> _Extrait du texte_:
......
Jennifer Tremblay : La délivrance
Qui est Jennifer Tremblay? Ou plutôt combien de Jennifer Tremblay existe-t-il? Tour à tour éditrice, auteure, dramaturge et mère de trois garçons, elle a su, en l’espace de quelques années, se tailler une place de choix dans les secteurs littéraire et scénique au Québec. 2014 est d’ailleurs une année charnière pour elle. Elle fête effectivement les 10 ans des Éditions de la Bagnole, qu’elle dirige d’une main de maître, son titre Le Carrousel est à l’affiche jusqu’au 8 février au Théâtre d’aujourd’hui, et elle vient de publier La Délivrance, troisième tome de Mères : trilogie pour une actrice, après Le Carrousel et La Liste, qui ont tous deux été couronnés de succès et de prix.
Dans ces trois textes dramatiques, Jennifer Tremblay explore les thèmes de la filiation, de la perte, de la résilience, de la solitude, de la vie et de la mort. Dans La Liste, il était question d’une femme qui se sent coupable de la mort de sa voisine et amie Caroline, mère de cinq enfants parce qu’elle est immergée dans un quotidien qui la noie peu à peu. Dans Le Carrousel, la narratrice prend la route pour aller au chevet de sa mère mourante et interpelle l’âme de sa grand-mère décédée pour la questionner sur les souffrances vécues par les membres d’une même famille de sang ou de cœur.
......
> _Données extraites_:
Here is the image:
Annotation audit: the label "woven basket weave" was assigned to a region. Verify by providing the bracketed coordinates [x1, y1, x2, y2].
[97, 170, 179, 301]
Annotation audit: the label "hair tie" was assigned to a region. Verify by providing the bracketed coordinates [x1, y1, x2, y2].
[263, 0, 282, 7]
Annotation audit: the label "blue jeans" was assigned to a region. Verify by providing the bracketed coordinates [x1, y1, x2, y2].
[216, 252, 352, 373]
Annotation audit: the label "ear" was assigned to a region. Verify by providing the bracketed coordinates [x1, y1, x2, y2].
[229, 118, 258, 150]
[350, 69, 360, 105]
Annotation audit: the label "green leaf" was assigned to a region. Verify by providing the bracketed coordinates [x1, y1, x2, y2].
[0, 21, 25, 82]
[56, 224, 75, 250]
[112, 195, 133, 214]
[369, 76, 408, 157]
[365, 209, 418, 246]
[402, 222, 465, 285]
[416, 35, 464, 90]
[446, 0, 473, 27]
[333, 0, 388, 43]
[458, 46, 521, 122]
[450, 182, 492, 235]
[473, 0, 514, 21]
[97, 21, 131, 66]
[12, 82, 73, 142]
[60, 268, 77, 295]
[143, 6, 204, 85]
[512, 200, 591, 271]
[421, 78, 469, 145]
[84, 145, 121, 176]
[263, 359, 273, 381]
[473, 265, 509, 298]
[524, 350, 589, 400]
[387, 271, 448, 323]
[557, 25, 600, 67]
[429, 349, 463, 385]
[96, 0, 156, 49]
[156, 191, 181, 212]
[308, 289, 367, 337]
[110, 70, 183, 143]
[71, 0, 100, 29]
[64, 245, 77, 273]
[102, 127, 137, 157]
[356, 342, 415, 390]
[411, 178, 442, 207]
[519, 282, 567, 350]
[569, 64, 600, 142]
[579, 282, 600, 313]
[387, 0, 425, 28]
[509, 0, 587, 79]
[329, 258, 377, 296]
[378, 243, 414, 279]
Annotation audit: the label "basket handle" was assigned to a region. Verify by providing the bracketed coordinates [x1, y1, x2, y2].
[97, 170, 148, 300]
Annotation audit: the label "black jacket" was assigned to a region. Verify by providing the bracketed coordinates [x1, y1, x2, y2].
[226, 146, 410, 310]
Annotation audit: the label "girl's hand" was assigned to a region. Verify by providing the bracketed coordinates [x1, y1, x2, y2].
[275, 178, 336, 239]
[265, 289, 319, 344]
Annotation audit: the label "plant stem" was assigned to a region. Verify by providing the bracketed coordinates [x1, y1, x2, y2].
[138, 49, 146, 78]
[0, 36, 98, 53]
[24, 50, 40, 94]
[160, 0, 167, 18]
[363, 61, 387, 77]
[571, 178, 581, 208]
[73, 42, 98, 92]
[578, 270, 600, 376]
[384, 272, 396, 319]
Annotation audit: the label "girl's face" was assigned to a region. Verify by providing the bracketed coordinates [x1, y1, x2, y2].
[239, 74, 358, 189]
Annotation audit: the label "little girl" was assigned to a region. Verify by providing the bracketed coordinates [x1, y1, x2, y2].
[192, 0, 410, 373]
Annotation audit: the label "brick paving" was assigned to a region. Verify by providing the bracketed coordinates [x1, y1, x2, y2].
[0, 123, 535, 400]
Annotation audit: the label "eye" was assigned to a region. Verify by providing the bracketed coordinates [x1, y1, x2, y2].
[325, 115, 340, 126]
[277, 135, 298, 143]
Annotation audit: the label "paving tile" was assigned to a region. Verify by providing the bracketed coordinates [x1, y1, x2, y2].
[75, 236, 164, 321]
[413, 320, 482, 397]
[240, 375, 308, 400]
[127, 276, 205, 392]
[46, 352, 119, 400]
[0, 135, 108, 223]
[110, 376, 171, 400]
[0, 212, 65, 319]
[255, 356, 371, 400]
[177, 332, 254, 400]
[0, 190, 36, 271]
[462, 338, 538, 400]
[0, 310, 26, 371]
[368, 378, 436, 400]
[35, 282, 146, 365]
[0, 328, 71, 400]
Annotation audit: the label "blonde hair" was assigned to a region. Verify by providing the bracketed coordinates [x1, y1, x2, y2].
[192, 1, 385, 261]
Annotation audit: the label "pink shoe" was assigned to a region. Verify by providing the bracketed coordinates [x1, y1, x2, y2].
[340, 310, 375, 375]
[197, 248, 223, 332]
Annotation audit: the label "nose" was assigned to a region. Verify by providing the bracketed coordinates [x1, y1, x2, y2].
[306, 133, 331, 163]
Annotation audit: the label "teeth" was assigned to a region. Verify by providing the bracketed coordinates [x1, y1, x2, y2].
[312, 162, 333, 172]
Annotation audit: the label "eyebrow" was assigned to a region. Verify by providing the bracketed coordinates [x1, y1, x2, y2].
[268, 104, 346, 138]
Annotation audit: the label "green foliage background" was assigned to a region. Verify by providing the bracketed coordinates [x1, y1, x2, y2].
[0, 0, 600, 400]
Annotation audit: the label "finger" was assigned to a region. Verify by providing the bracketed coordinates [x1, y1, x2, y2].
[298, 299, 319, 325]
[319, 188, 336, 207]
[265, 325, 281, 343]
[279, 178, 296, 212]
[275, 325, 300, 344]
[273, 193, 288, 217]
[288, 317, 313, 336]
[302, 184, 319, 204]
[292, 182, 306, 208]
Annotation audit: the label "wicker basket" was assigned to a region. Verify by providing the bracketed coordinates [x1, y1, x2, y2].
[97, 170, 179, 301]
......
> _Consignes_:
**1.** Transformez en liste le paragraphe du texte sur Jennifer Tremblay qui commence par « Qui est Jennifer Tremblay? », en conservant ses faits principaux.
**2.** Citez fidèlement le texte sur Jennifer Tremblay, en commençant aux mots « Dans ces trois » et en vous arrêtant après « ou de cœur. ».
**3.** Rédigez la suite du texte sur Jennifer Tremblay à partir de sa dernière phrase.

> _Réponses_:
**1.**
- Jennifer Tremblay est éditrice, auteure, dramaturge et mère de trois garçons.
- En quelques années, elle s'est taillé une place de choix dans les milieux littéraire et scénique au Québec.
- 2014 est une année charnière pour elle.
- Elle fête les 10 ans des Éditions de la Bagnole, qu'elle dirige.
- Sa pièce Le Carrousel est à l'affiche jusqu'au 8 février au Théâtre d'aujourd'hui.
- Elle vient de publier La Délivrance, troisième tome de Mères : trilogie pour une actrice.
- Les deux premiers tomes, Le Carrousel et La Liste, ont connu le succès et remporté des prix.

**2.**
Dans ces trois textes dramatiques, Jennifer Tremblay explore les thèmes de la filiation, de la perte, de la résilience, de la solitude, de la vie et de la mort. Dans La Liste, il était question d’une femme qui se sent coupable de la mort de sa voisine et amie Caroline, mère de cinq enfants parce qu’elle est immergée dans un quotidien qui la noie peu à peu. Dans Le Carrousel, la narratrice prend la route pour aller au chevet de sa mère mourante et interpelle l’âme de sa grand-mère décédée pour la questionner sur les souffrances vécues par les membres d’une même famille de sang ou de cœur.

**3.**
Dans ce troisième volet, La délivrance est un titre qui connote les différents sens encyclopédiques du terme : la délivrance lors de la naissance, la délivrance par Dieu, et la délivrance de l’ignorance. Ces trois thèmes forment les fondations de ce texte, dans lequel une femme est mandatée par sa mère mourante pour faire venir à son chevet un fils qu’elle n’a plus vu depuis très longtemps. Encore une fois, il s’agit d’une narratrice centrale, d’un long monologue qui questionne les notions citées précédemment, mais aussi celles d’identité et de mensonge, ces mensonges et non-dits qui survivent au temps et font éclater des familles. La langue se délie et avec elle toute la frustration, la douleur que nécessite la vérité. Car ce fils qui ne veut pas accompagner sa mère dans sa mort a été dupé sans le savoir depuis toujours, parce qu’en lui révélant ce lourd secret, la narratrice déterre elle-même ses propres fantômes, en particulier celui de ce père « cigale » dont elle a tant souffert de l’absence. Et cette rage, encore perceptible, que l’on sent tout au long de notre lecture. Cette rage en son nom propre, mais aussi au nom de sa mère et de sa sœur, ainsi que de toutes ces femmes, ces « mères courage », qui donnent la vie pour la perdre ensuite souvent, totalement ou par bouts, au contact des hommes. Pères, amants, même Jésus dans sa dimension humaine est égratigné au passage.
Évidemment, tant de thèmes dans un livre de moins de 100 pages doivent être soutenus par une écriture sans faille. Et c’est encore le cas, à notre plus grand bonheur. Jennifer Tremblay maîtrise à merveille l’art de la litote (ce qu’elle nomme le passage à la Javel de ses textes). Phrases courtes aussi évocatrices que des vers, ponctuation réfléchie, scrupuleux choix de mots. Et ce souffle puissant qui nous porte littéralement du début à la fin de La délivrance. Aucune lourdeur, aucun temps mort. Tout ce qui est écrit a sa place, est nécessaire pour comprendre la suite. On ressort de cette lecture grandi, avec une irrépressible envie de dire « Je t’aime » à ceux qui nous sont chers. Du grand Jennifer Tremblay.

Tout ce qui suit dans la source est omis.